──────── Text section

I woke up in a grumpy space this morning. I hadn't slept well, and the only reason I got out of bed was because I had a headache and wanted to take drugs. My dreams had all circled around images of loss and loneliness; they were filled with stress and fear. I woke up with tears in my eyes, and it took a bit to convince me that the losses were just a dream. No ill had befallen those I love during the night.
After I took my headache drugs, and since I had a bit of momentum built up, I reluctantly got dressed and went downstairs to give the cats their morning drink of water and to get some breakfast and coffee. ("In that order, always in that order", say the cats, who race ahead of me down the stairs each day to jump into the sink for their morning treat.)
With food and medication, my headache started to retreat, and so I decided I had enough energy for my morning walk, sad mood notwithstanding. As I walked down the front steps, I met up with one of my neighbors, out walking her dog. We fell into step, and started exchanging life updates. When we got to the corner, we stopped and chatted with another of the neighbor ladies for a bit. The cool morning air and cheerful company proved to be good medicine, and as I moved on after dropping my neighbor at her front door, my outlook started to brighten.
Down and across the street to the park I went, my mood improving with every step.
Soon, I was questioning why I'd ever been grumpy at all. Here I was, it was Monday morning and I'd gotten to sleep in. Again. When I did get moving, I didn't have to rush through my coffee. When I met up with the neighbors, there was no need to rush through the chance meeting - no Monday morning Zoom call was waiting, there was no boss to wonder why I hadn't yet gotten online.
Nope. It was just me and the cool, clean, October morning air. Though the sun was bright, the light was softer than it had been just a few weeks ago. The trees in the park were starting to get dressed in their fall colors, and most of the people I met on the path looked like they were also enjoying the day.
I stopped several times just to breathe and enjoy the beauty of the trees, the feeling of the air quietly caressing my hair and skin, the gentle warmth of the sun on my face.

────────────────
──────── Stored data

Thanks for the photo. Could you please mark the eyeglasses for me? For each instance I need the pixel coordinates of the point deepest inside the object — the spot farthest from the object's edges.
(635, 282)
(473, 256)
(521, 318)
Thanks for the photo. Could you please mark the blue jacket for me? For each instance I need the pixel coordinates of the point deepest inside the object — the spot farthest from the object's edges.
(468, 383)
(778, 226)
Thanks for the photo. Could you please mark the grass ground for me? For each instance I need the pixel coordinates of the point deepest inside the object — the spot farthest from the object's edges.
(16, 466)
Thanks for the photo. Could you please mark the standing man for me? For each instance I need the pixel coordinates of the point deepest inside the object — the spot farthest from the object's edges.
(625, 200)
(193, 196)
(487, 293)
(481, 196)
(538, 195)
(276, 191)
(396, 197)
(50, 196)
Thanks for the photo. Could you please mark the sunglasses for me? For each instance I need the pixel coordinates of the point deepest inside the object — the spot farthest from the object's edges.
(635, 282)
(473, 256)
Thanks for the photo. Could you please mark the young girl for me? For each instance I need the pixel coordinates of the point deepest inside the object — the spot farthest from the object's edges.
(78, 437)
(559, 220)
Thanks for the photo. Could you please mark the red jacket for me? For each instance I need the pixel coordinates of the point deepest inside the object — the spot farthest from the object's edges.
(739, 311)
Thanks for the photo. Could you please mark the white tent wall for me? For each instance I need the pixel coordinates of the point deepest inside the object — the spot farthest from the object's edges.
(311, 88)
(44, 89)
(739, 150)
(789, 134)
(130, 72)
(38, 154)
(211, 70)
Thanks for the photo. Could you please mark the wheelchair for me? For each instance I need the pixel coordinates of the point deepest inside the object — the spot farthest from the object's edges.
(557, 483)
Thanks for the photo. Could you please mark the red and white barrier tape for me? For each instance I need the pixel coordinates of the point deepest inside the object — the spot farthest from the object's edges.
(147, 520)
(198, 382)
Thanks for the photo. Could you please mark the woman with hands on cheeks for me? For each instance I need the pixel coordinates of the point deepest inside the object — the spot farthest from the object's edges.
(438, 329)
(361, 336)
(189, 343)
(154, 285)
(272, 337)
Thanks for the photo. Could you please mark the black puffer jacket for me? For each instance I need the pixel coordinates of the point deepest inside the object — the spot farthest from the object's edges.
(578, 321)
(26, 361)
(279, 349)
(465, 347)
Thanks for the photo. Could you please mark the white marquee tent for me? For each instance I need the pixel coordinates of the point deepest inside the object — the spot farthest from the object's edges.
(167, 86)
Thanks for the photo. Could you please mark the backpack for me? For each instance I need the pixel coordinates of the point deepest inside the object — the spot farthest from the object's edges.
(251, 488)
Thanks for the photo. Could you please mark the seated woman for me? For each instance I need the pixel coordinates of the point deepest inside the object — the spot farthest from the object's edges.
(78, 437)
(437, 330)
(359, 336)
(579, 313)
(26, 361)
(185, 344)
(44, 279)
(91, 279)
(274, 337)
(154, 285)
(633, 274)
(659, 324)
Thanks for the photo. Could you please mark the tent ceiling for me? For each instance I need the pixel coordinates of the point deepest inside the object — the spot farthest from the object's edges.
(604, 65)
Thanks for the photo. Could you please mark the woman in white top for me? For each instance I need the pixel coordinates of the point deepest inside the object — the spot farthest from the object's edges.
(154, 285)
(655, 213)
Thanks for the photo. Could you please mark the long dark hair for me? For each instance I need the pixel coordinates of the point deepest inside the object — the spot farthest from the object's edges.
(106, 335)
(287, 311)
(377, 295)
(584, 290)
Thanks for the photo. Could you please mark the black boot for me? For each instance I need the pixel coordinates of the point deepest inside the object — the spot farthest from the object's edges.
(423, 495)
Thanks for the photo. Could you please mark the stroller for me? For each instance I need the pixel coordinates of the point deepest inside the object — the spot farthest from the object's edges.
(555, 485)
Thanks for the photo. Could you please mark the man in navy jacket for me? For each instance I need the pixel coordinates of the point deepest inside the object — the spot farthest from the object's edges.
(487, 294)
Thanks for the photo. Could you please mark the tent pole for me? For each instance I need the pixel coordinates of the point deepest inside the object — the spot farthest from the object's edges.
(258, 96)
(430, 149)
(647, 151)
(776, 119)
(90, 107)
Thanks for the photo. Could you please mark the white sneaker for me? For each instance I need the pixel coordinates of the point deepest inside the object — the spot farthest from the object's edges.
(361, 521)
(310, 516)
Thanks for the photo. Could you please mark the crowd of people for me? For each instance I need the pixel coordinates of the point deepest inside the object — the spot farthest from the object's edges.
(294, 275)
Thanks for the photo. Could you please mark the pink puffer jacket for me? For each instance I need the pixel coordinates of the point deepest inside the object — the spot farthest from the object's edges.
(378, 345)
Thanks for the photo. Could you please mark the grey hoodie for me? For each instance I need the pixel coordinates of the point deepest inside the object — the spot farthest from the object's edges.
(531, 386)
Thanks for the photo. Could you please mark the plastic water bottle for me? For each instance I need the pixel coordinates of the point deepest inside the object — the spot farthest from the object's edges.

────────────────

*What is required*: For the text about a morning walk, decide whether each statement agrees with it, giving yes or no and quoting the deciding words: (a) The writer got out of bed to take something for a headache. (b) The writer had to hurry to join a Monday morning Zoom call. (c) The walk took place in October.

*Result of this exercise*:
(a) Yes: "the only reason I got out of bed was because I had a headache and wanted to take drugs"
(b) No: "no Monday morning Zoom call was waiting"
(c) Yes: "the cool, clean, October morning air"